TO-DO LIST:
1: In the forum thread on members' ages, retype the passage from "A lady never" to "(Dec 4, 2007)".
2: Shorten the paragraph in the forum thread on members' ages that begins "Being 50 looks good" to a single sentence that keeps its main points.

My mrs likes to dance around my pole.


----------



## safTT (Mar 19, 2008)

i turned 26 last week!


----------



## Suge_K (May 27, 2008)

25

...but have a feeling I will be driving like a 17yr hoodie for the first few weeks when i get it


----------



## atlasapl (May 7, 2008)

42, but I may regress a wee bit for a while when I get my car.

When I get it.


----------



## FinFerNan (Feb 28, 2007)

If only I had a pound for every hour I have lived

Â£435,052.8

Ahh sod it make it a Fiver :lol:


----------



## T7 Doc (Jun 28, 2007)

30


----------



## Sax (Dec 17, 2007)

24 :wink:


----------



## Hev (Feb 26, 2005)

A lady never will tell her age.......................................................but then again, I've never been a lady!.................33 

Hev x


----------



## MINI2 (Dec 4, 2007)

21 8)


----------



## TommyTippee (May 31, 2007)

FFSP

I remember starting this thread months ago.

Quite funny really

There is a fair spread of ages, from trust funds to OAP's

Just shows the appeal of the tt


----------



## Wallsendmag (Feb 12, 2004)

In my own dimension I am many thousands of your earth years


----------



## ginger69 (Jan 3, 2008)

wallsendmag said:


> In my own dimension I am many thousands of your earth years


In mine, I am 51 [smiley=end.gif]


----------



## Philimon (May 29, 2008)

I'm 54,452,213 divided by 17, add 12, substract the square of 694, take the cube of that and multiply by....

aaaah, stuff it. I'm 33


----------



## carly (Mar 24, 2007)

Quarter of a century, less a year.


----------



## jakeman (Jan 30, 2008)

carly said:


> Quarter of a century, less a year.


Hey Carly where you been the last few weeks got a delivery date yet?

J


----------



## carly (Mar 24, 2007)

jakeman said:


> carly said:
> 
> 
> > Quarter of a century, less a year.
> ...


It's at the dealership mate, went to visit it today! See my recent post!


----------



## electech (Oct 20, 2006)

62 and rising


----------



## The Doorman (May 16, 2008)

I'm 24 and currently waiting for my TTS


----------



## ricka (Mar 31, 2007)

Evild Derboy said:


> I'll post my age. I don't care. I'm 31.


No, me neither, I'm 21 - I mean 38


----------



## GhosTTy (Oct 10, 2007)

Being 50 looks good - you can be in two age-range categories at the same time! This kinda screws your statistics. :? 
.

And, same goes for 60 year olds! :roll:


----------



## pixelpower (May 18, 2008)

Can't think of anything witty - 38


----------



## tt_01 (Mar 29, 2008)

35...and in denial!


----------

GIVEN INFORMATION:
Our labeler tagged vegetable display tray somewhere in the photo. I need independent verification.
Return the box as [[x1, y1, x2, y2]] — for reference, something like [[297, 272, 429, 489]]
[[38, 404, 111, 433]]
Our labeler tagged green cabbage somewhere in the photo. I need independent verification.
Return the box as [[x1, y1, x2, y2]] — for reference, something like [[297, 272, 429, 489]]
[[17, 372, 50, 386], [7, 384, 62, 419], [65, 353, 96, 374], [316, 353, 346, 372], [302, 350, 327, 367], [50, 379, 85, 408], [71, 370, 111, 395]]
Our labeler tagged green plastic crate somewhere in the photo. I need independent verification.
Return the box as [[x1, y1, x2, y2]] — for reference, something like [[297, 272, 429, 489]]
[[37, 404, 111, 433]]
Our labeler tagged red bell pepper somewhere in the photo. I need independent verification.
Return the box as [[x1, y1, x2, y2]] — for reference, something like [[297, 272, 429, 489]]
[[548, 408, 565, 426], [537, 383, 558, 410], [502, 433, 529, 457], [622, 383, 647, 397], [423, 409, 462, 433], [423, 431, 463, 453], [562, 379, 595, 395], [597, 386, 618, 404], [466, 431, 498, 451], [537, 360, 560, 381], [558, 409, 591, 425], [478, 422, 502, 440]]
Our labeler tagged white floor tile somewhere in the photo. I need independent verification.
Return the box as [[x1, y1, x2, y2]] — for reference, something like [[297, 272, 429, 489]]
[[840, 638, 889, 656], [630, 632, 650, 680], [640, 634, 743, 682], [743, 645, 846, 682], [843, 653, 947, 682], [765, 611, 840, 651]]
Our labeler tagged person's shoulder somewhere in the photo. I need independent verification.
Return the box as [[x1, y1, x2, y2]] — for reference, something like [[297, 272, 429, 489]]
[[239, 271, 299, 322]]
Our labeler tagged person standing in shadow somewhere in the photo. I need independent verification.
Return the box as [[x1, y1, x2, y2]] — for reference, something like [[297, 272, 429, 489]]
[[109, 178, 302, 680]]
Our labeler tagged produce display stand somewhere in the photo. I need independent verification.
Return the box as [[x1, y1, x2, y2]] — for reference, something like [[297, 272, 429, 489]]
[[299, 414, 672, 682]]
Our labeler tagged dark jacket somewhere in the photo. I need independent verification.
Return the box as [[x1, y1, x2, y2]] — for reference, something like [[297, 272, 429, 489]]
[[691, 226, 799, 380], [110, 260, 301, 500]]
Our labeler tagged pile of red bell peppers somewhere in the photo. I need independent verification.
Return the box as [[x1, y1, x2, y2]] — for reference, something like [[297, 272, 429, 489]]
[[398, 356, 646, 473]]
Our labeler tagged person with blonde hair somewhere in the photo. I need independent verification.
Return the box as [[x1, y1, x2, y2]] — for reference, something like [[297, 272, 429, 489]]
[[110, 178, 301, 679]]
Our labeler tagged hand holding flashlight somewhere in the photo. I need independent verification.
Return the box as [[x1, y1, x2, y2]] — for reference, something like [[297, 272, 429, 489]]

SOLUTIONS FOR EACH TASK:
1:
A lady never will tell her age.......................................................but then again, I've never been a lady!.................33 

Hev x


----------



## MINI2 (Dec 4, 2007)

2: Being 50 looks good because it puts you in two age-range categories at once, which skews the statistics.